* **SOURCE EXTRACT**
1 Introduction
Nowadays, social networks play a major role in our everyday life. Billions of users exchange a huge amount of data on such social networks. These platforms allow users to register through the creation of an account, follow others and share content. Twitter is one of the leading social networks. This free micro blogging has been widely used not only by humans, but also by organizations and by bots. In [1], the authors showed that the organizations users makes up 9.4% of the accounts on Twitter. In [2], the authors showed that between 9% and 15% of the active Twitter users were bots. The ability to classify the patterns of user accounts is needed for developing of many applications such as recommendation engines and information dissemination platforms. Also, adding to that can help users focus on valuable social accounts, get effective information and avoid the network traps etc.
Today, through Twitter, researchers propose approaches for classifying user accounts. However, they have to face confident challenges owing to the diversity of the types of data propagated throughout Twitter. Moreover, they majority of the related works focus on the overall user's activity [15] and [2], for example, used a few hundred posts), which make it not suitable at the post-level classification. In addition, the majority of the related works used parameters from Natural Language Processing (NLP). Nevertheless, such approaches still have some drawbacks like the use of language dependent features, the time consumption and the computational cost. Such limits stands as an obstacle to obtaining real-time, multi-language and multidialectal user classification.
In this paper, we present an alternative approach for classifying Twitter user accounts as being accounts of humans, bots or organizations. Our proposed approach is more practical and simpler because it does not have to face problems related to text, as the related works have faced. Moreover, our proposed approach leverages a minimal number of features in order to perform the classification task. In addition, our proposed user descriptors are extracted from one single post, unlike the related works that focus on the overall account's activity. The choice of limiting the number of features was motivated by both model efficiency and interpretability reasons. In this study, we will try to address the following research question:
- Is it possible to accurately classify Twitter user accounts by leveraging a minimal number of language-independent features extracted from one single post?
The remainder of this paper is structured as follows. Section 2 discusses the related works. Section 3 describes our proposed approach: we will discuss its different steps. In Section 4, we present the experimental settings and evaluation results. In Section 5, we will discuss our proposed approach. Finally, Section 6 concludes the paper.
2 Related Works
Twitter user accounts have been analyzed across different dimensions. The main purpose of this analysis is to infer a latent attribute of such user. Several works have been done on a single and specific perspective such as organization detection [1,3,4,5], bot detection [2,6,7,8,9], political orientation [10], age prediction [11] etc. Twitter user classification approaches involve three major types, mainly statistical-based approaches, content-based approaches and hybrid-based approaches.

* **STATED GOAL A**
Print the rows of labeling data from the line with "Target: person walking" up to and including the last line of the rows, with no changes.
The text on classifying Twitter accounts and the rows of location labeling data come from separate sources.

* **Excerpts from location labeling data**
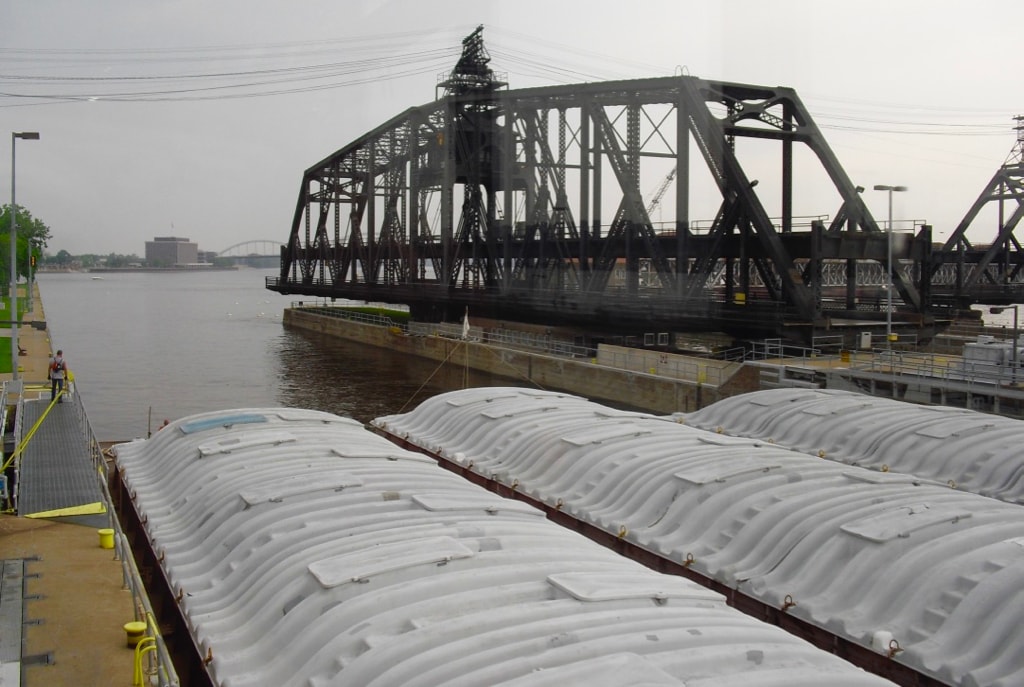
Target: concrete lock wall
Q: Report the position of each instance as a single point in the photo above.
(642, 384)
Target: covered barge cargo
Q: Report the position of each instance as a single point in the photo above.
(906, 576)
(967, 449)
(299, 548)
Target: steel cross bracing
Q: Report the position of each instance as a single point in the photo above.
(526, 204)
(992, 272)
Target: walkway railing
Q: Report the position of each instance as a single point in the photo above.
(160, 666)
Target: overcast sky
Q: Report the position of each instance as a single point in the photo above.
(138, 138)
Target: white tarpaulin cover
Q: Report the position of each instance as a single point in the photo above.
(971, 451)
(307, 551)
(873, 557)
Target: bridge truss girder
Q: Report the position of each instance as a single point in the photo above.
(499, 201)
(993, 272)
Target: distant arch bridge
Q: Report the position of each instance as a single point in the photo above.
(259, 248)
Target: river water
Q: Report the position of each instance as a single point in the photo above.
(150, 346)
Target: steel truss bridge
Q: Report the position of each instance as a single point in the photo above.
(526, 205)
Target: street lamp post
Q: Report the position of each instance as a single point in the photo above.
(29, 305)
(889, 265)
(14, 135)
(995, 311)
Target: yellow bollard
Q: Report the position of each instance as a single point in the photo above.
(133, 633)
(105, 538)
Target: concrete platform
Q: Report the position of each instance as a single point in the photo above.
(62, 591)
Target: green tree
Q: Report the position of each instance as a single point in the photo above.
(31, 231)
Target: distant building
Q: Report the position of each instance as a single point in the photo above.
(171, 252)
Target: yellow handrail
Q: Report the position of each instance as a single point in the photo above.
(32, 432)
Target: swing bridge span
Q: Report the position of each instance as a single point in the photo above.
(527, 205)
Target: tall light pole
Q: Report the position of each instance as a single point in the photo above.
(889, 287)
(14, 135)
(995, 311)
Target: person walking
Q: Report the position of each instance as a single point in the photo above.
(58, 370)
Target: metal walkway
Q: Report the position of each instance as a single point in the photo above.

* **STATED GOAL B**
The text on classifying Twitter accounts names some drawbacks of approaches that use Natural Language Processing. List every one of them.

* **FULL SOLUTION A**
Target: person walking
Q: Report the position of each instance as a single point in the photo above.
(58, 370)
Target: metal walkway
Q: Report the position of each instance as a single point in the photo above.

* **FULL SOLUTION B**
- The use of language dependent features
- The time consumption
- The computational cost